#### [PROBLEM DESCRIPTION]
Please repeat the entries below, swapping "thickest part" for "widest part" throughout and leaving everything else unchanged.

Location annotation dataset excerpts

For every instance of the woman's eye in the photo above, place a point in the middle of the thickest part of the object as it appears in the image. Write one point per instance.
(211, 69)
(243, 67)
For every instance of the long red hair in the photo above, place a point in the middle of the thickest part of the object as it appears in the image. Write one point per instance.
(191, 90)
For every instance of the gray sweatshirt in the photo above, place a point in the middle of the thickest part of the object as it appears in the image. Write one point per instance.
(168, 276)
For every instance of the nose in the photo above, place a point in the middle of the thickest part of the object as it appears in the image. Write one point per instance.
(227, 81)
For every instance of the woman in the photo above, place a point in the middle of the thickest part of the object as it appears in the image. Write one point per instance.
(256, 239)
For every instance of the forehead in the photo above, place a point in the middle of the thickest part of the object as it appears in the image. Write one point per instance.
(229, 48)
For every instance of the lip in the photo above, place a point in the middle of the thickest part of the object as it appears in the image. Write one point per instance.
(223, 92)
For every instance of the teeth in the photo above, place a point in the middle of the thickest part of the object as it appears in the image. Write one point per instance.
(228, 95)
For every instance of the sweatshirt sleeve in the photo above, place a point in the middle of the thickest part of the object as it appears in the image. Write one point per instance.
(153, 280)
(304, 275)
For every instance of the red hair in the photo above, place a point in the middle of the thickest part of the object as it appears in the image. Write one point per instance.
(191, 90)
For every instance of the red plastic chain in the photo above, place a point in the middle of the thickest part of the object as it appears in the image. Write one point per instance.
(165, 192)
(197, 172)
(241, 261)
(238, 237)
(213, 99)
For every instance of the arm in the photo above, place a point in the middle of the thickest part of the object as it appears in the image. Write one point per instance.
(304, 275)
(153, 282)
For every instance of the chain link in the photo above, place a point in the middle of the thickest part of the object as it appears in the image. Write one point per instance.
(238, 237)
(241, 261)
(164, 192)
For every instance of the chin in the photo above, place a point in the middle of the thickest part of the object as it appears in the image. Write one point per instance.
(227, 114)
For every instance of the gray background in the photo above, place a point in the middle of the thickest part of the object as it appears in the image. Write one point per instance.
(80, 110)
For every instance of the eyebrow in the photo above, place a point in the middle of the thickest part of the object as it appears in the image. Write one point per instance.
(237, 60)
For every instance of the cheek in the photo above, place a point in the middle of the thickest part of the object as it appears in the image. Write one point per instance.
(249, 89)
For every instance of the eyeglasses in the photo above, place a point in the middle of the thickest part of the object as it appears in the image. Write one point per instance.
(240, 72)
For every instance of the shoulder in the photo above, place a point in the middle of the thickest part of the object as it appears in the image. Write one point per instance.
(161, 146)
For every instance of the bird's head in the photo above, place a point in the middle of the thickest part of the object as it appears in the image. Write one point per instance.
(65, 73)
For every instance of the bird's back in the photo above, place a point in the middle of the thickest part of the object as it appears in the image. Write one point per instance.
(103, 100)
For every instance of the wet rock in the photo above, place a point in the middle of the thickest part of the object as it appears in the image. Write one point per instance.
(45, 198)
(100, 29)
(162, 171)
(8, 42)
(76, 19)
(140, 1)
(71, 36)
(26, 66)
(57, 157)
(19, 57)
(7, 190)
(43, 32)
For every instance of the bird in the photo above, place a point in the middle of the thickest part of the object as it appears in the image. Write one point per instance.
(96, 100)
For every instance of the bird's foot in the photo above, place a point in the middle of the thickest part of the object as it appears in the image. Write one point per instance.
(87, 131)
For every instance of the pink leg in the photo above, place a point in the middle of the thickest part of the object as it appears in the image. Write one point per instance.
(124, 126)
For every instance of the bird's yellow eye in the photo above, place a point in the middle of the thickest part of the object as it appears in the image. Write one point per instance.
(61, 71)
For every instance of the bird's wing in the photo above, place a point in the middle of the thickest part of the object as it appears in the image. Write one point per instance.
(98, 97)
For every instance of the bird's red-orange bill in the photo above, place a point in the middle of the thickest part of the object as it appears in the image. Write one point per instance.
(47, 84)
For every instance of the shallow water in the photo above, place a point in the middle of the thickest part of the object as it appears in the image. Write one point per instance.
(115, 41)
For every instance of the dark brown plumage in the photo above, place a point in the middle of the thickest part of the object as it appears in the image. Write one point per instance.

#### [EXERCISE RESPONSE]
For every instance of the woman's eye in the photo above, place a point in the middle of the widest part of the object as it appears in the image. Write one point per instance.
(211, 69)
(243, 67)
For every instance of the long red hair in the photo above, place a point in the middle of the widest part of the object as it appears in the image. Write one point per instance.
(191, 90)
For every instance of the gray sweatshirt in the photo above, place a point in the middle of the widest part of the object as it appears in the image. Write one point per instance.
(168, 276)
For every instance of the nose in the photo above, place a point in the middle of the widest part of the object as it appears in the image. Write one point per instance.
(227, 81)
For every instance of the woman in the photo above, place a point in the middle of the widest part of the object as it appears in the image. Write one point per instance.
(256, 239)
For every instance of the forehead in the photo above, place a point in the middle of the widest part of the object as it appears in the image. Write one point per instance.
(229, 48)
For every instance of the lip in the photo above, place a point in the middle of the widest part of the object as it appears in the image. Write one point per instance.
(223, 92)
For every instance of the teeth in the photo above, place a point in the middle of the widest part of the object as it appears in the image. Write one point per instance.
(228, 95)
For every instance of the sweatshirt sleeve in the photo above, place a point in the middle of the widest part of the object as it appears in the image. Write one point per instance.
(153, 280)
(304, 275)
For every instance of the red hair in the photo above, place a point in the middle of the widest part of the object as it appears in the image. Write one point per instance.
(191, 90)
For every instance of the red plastic chain in the photo above, place a point in the middle of the widest part of the object as it appears in the image. Write one point per instance.
(165, 192)
(197, 172)
(241, 261)
(238, 237)
(213, 99)
For every instance of the arm in the photo above, place a point in the middle of the widest part of the object as it appears in the image. Write one point per instance.
(304, 275)
(153, 282)
For every instance of the chain link in the photo above, place a point in the middle of the widest part of the object as it appears in the image. Write one point per instance.
(238, 237)
(241, 261)
(164, 192)
For every instance of the chin in the photo above, place a point in the middle of the widest part of the object as it appears in the image. Write one point per instance.
(227, 114)
For every instance of the gray background in the photo above, place a point in the middle of the widest part of the object as it appears in the image. Write one point per instance.
(80, 110)
For every instance of the eyebrow in the photo above, place a point in the middle of the widest part of the object as it appears in the image. Write one point per instance.
(237, 60)
For every instance of the cheek in the photo above, place a point in the middle of the widest part of the object as it appears in the image. Write one point per instance.
(249, 89)
For every instance of the eyeglasses in the photo above, place a point in the middle of the widest part of the object as it appears in the image. Write one point per instance.
(240, 72)
For every instance of the shoulder in the photo above, place a point in the middle of the widest part of the object as it appears in the image. Write one point per instance.
(161, 146)
For every instance of the bird's head in the photo above, place a point in the middle of the widest part of the object as it appears in the image. Write one point per instance.
(65, 73)
For every instance of the bird's back in the photo above, place a point in the middle of the widest part of the object as it appears in the image. Write one point per instance.
(103, 100)
For every instance of the wet rock in the photo above, place a point in the middle of the widest part of the object as it appears in the image. Write one point per instance.
(45, 198)
(100, 29)
(162, 171)
(8, 42)
(76, 19)
(140, 1)
(71, 36)
(26, 66)
(57, 157)
(19, 57)
(7, 190)
(43, 32)
For every instance of the bird in the photo above, place a point in the middle of the widest part of the object as it appears in the image. Write one point per instance.
(96, 100)
For every instance of the bird's foot in the photo above, place a point in the middle of the widest part of the object as it appears in the image. Write one point per instance.
(87, 131)
For every instance of the pink leg in the photo above, place a point in the middle of the widest part of the object as it appears in the image. Write one point per instance.
(124, 126)
For every instance of the bird's yellow eye in the photo above, place a point in the middle of the widest part of the object as it appears in the image. Write one point per instance.
(61, 71)
For every instance of the bird's wing in the photo above, place a point in the middle of the widest part of the object as it appears in the image. Write one point per instance.
(98, 97)
For every instance of the bird's red-orange bill in the photo above, place a point in the middle of the widest part of the object as it appears in the image. Write one point per instance.
(47, 84)
For every instance of the shallow water in the photo above, place a point in the middle of the widest part of the object as it appears in the image. Write one point per instance.
(115, 41)
For every instance of the dark brown plumage in the photo above, place a point in the middle of the widest part of the object as it appears in the image. Write one point per instance.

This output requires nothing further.